• [Excerpted text]
Quick etymology lesson: The word utopia comes from the Greek. It means “no place.” So maybe it makes sense that Charles L. Mee’s new play “Utopia,” produced by San Francisco’s Cutting Ball Theater and streaming through Nov. 15, feels so untethered. A whimsical ensemble drama, a dance performance and an online gallery show, it is so dissevered from the terrestrial that it melts into pixelated air.
“Utopia,” directed by Ariel Craft, begins with a girl (Chloe Fong) and her mother (Michelle Talgarow), framed in separate screens, about to enjoy breakfast.
“What are we doing here?” the girl asks.
“Making a life,” her mother answers.
“Out of croissants?”
Later, reading up on the show, I would learn that this sequence, like every sequence in the play, took place in a cafe. I didn’t guess this because the backgrounds, decorated with art from Creativity Explored, an organization that supports people with developmental disabilities, are so obviously domestic. I also didn’t recognize the three other twosomes as fellow patrons. I suppose Don Wood’s waiter should have tipped me off. Instead I wondered how he had made his way into people’s homes.
In duets and the occasional monologue, the characters discuss love, Mee’s typical preoccupation. Occasionally the screen shifts to movement sequences — shot at a park, a beach, an overlook — choreographed by Katie Wong of RAWdance. Mee has had a long relationship with dance, dating back to his early work with the director Martha Clarke and stretching forward to a current collaboration with Anne Bogart and Elizabeth Streb. But here the dance — angular, eventful — rarely seems in dialogue with the cafe conversations.

• [Given information]
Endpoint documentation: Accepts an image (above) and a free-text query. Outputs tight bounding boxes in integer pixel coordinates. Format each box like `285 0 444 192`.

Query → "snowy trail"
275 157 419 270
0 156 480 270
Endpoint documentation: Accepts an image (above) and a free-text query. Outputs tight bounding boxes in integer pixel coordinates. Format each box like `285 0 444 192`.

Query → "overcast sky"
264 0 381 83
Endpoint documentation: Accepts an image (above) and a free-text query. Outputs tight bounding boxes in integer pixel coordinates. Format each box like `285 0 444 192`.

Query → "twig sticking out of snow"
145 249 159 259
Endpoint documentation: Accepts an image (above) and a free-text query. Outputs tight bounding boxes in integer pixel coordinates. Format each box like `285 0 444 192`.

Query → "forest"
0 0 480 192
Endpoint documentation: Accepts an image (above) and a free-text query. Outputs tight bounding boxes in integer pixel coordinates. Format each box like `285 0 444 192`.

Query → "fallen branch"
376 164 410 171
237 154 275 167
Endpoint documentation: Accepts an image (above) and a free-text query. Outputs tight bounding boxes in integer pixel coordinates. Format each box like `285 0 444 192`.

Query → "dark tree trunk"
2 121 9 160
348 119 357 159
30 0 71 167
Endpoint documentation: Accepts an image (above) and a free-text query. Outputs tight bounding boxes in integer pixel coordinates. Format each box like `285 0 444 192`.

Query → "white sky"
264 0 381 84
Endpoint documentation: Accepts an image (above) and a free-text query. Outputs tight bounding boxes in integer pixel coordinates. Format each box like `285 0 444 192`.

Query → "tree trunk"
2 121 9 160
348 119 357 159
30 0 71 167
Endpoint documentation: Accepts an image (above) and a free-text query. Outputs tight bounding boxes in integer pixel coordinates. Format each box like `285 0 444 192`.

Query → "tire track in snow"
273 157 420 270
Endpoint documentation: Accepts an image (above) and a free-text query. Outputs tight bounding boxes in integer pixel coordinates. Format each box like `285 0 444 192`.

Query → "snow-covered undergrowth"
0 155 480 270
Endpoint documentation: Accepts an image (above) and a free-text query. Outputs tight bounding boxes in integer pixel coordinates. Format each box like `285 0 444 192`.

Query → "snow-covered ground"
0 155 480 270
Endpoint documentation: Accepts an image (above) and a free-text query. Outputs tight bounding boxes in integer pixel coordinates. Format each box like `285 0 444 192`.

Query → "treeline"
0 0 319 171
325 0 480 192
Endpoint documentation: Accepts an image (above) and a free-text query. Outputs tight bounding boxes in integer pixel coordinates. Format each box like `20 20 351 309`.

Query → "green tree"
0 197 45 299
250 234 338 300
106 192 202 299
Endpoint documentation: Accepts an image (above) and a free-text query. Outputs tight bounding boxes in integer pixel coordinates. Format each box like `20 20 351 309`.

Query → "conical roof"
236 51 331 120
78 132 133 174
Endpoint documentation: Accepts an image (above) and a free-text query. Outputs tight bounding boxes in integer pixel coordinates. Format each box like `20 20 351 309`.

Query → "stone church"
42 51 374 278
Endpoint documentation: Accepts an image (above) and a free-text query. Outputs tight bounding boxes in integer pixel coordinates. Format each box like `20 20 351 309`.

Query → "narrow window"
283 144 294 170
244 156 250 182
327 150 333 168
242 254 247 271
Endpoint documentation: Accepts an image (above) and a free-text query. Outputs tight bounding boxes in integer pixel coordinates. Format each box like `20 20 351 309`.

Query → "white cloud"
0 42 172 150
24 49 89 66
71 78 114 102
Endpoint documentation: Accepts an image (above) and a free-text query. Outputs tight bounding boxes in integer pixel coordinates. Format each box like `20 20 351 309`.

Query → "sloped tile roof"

• [Task to complete] Extend the review of the play "Utopia," picking up right after its last sentence. The items have nothing to do with this.

• [Response to this exercise]
In terms of form, Mee, a historian by training, favors a composite approach. His collagelike works borrow liberally from books, newspaper articles, internet chitchat. This obsessive quotation can seem indulgent. But his decoupage style mirrors the way so many of us absorb information now — online, with multiple tabs open, trying to make some sense out of all the confusion.
“Utopia” seems somewhat less dependent on secondary sources. But Mee’s own words don’t lend the show much substance. A meditation on “eudaemonia,” or “the good life,” it belongs, frothily, to Mee’s cycle of Heaven on Earth plays. The actors enjoy themselves — dancing with a lamp, adopting a British accent, slinking through a door frame in a femme fatale get-up — but that pleasure doesn’t always extend past the screen. This is a softened ice cream sundae of a play, with accumulated sweets puddling onto the plate.
The dialogue, a bouquet of near non-sequiturs, tends toward the precious:
“I love you like a cicada.”
“I won’t say how many shoes I’ve got, but I have no regrets about any of them.”
“Sometimes I think I would like to take you in my arms and we would lie down on the back of a chicken and fly up into the clouds.”
Craft’s direction, too, has an air of calculated eccentricity, like a musical sequence in which one performer plays an accordion and another an egg beater, while a third toys with a child’s ball. The show concludes with a 20-minute dance sequence.
“Utopia” can be enjoyed as respite, a candy-coated breather from the horrors just outside our window — or rather indoors, in aerosol droplets. But this play, commissioned and written before the pandemic and the recent Black Lives Matter protests, dances out of step with the moment. Mee’s vision of a perfect future elides difference entirely. The pairs provide a bright assortment of races, ages, genders, sexual orientations and body types. None of that influences the action or enters the chitchat.
Maybe that’s utopian for some. The current conversation, however, isn’t about negating difference, but about acknowledging that all lives haven’t mattered in the same way. Should an imagined heaven on Earth — or even just heaven on Vimeo — erase that?